* **TASK DETAILS**
Repeat exactly, and only, the lines of the entries below from the one with "brown horse in" through the one with "white horse's mane", both ends included.
- - -
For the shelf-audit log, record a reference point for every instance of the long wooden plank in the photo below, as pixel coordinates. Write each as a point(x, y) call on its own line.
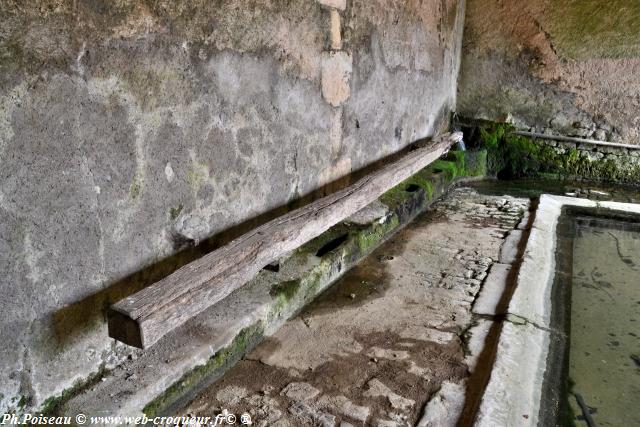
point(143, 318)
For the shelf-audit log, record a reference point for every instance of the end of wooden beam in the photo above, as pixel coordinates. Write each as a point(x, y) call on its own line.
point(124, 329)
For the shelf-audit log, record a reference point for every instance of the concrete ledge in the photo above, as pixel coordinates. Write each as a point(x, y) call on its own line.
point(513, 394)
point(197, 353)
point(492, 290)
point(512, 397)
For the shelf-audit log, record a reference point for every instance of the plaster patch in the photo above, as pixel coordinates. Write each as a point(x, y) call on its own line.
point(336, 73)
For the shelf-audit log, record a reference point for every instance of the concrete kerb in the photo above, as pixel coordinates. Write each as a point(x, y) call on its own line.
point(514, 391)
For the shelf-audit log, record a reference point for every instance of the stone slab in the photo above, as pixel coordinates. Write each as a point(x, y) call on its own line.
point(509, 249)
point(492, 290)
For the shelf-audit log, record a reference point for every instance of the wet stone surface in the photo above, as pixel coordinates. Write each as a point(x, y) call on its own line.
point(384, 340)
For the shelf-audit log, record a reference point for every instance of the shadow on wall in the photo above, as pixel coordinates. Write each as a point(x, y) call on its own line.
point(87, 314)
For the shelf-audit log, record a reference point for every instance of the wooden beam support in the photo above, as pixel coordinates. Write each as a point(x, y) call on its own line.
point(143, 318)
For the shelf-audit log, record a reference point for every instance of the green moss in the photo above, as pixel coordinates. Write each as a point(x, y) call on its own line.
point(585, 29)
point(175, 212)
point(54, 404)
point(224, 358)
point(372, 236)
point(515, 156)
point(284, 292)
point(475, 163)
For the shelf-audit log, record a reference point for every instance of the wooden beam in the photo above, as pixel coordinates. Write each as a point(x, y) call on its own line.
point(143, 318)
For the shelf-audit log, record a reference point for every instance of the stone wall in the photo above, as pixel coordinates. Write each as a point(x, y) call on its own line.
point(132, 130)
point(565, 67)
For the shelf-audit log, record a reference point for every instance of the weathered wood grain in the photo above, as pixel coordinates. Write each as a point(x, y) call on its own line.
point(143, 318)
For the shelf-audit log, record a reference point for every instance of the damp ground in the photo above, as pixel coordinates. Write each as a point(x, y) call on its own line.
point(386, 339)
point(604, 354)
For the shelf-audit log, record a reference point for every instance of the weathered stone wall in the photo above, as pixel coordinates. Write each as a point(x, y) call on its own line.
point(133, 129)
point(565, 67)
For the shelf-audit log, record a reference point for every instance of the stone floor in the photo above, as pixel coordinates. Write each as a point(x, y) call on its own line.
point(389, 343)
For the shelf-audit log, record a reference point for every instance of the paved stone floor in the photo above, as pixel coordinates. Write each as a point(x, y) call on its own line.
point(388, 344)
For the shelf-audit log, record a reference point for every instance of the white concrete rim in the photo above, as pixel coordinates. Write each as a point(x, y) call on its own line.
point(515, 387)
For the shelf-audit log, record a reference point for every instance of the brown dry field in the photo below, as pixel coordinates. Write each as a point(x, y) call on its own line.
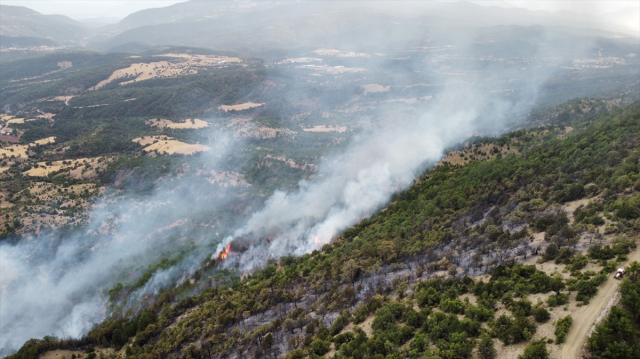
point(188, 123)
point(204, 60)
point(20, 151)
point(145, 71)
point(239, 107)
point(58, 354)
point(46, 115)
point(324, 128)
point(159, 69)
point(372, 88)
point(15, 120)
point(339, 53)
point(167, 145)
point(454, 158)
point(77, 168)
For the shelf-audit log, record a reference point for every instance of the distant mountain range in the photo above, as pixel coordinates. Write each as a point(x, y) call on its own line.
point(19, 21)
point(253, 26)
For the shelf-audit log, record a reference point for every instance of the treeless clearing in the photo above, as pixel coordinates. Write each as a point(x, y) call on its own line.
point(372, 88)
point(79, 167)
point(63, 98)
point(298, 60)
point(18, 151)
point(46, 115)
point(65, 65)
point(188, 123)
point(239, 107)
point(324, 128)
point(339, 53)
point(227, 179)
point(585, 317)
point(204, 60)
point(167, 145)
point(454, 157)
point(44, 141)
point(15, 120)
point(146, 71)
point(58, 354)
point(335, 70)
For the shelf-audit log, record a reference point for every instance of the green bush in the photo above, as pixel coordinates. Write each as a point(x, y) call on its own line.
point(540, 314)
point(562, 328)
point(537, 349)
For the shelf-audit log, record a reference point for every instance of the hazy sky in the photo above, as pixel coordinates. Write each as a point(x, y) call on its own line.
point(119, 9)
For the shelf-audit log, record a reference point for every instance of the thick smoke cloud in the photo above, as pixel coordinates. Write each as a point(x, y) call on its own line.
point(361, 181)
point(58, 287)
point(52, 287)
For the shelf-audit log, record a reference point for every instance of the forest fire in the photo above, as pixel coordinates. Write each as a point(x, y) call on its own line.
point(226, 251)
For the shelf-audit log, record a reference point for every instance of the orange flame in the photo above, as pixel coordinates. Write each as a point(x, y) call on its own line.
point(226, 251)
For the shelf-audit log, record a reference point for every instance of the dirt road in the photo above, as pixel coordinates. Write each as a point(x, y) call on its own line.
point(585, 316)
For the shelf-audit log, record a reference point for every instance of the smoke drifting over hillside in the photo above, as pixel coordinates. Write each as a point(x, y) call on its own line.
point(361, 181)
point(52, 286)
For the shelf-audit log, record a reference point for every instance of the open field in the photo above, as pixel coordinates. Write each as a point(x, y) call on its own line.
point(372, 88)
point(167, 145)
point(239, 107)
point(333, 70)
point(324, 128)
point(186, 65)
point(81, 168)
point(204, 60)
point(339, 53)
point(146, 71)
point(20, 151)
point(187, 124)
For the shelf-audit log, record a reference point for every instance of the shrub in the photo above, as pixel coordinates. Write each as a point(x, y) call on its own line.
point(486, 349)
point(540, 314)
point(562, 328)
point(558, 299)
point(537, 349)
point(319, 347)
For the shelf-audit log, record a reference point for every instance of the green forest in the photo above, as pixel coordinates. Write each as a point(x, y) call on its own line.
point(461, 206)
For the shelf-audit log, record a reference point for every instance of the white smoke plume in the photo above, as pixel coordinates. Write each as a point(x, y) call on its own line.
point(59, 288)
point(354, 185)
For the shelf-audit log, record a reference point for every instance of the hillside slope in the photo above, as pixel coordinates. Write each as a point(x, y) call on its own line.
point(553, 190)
- - -
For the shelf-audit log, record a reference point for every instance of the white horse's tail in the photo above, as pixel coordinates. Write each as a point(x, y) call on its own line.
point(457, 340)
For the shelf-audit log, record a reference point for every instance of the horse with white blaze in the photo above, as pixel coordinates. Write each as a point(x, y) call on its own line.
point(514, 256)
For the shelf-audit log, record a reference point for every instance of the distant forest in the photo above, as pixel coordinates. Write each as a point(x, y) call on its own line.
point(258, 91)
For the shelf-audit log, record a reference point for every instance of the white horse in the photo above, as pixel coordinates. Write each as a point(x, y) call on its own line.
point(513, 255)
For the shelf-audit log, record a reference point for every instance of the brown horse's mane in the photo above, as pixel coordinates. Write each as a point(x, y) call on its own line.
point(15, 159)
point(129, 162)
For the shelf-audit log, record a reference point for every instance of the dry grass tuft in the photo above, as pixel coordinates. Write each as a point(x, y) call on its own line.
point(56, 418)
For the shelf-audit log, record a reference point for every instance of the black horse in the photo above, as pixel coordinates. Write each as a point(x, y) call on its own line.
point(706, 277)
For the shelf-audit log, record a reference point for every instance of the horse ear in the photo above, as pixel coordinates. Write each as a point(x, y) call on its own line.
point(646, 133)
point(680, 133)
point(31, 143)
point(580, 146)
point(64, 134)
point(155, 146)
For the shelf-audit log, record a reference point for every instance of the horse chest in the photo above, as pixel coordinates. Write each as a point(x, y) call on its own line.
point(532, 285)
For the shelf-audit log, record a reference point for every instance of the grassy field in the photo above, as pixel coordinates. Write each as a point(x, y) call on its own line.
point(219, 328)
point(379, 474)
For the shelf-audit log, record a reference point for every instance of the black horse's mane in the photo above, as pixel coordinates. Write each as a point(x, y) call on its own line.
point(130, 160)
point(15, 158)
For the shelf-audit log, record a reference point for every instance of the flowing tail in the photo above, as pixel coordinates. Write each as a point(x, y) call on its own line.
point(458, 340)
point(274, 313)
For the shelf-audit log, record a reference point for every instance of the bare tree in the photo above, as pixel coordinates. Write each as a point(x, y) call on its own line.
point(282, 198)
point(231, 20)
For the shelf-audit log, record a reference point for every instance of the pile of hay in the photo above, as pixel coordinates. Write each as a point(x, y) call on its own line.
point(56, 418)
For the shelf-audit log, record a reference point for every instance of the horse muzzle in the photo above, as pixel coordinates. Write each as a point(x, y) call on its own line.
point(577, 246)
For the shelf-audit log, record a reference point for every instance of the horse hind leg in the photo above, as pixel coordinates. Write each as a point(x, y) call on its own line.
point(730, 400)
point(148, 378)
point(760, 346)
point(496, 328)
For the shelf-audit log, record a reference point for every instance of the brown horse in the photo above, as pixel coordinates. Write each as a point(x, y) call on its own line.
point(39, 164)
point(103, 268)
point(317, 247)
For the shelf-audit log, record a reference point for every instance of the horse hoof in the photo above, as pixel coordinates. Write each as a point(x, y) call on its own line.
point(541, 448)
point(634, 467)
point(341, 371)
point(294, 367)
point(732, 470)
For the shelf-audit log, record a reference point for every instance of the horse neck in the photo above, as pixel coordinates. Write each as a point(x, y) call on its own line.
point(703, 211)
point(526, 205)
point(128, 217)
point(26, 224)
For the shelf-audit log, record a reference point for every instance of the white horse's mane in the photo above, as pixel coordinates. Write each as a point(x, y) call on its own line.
- - -
* **ANSWER SECTION**
For the shelf-audit log, record a reference point for every instance of the brown horse in the photo above, as pixel coordinates. Write each as a point(x, y) call on its own line.
point(39, 164)
point(103, 268)
point(317, 247)
For the shelf-audit log, record a reference point for every instance of the horse hoof in the photo above, as pixel coordinates. Write each as a point(x, y) call on its own line.
point(541, 448)
point(634, 467)
point(341, 371)
point(294, 367)
point(732, 470)
For the shelf-audit log, record a reference point for every instance of the horse neck in the photo above, as pixel coordinates. Write each as a point(x, y) call on its own line.
point(703, 211)
point(526, 205)
point(128, 217)
point(26, 224)
For the shelf-audit log, record a reference point for every instance of the white horse's mane in the photo above, as pixel coordinates. Write each as a point(x, y) call on its own line.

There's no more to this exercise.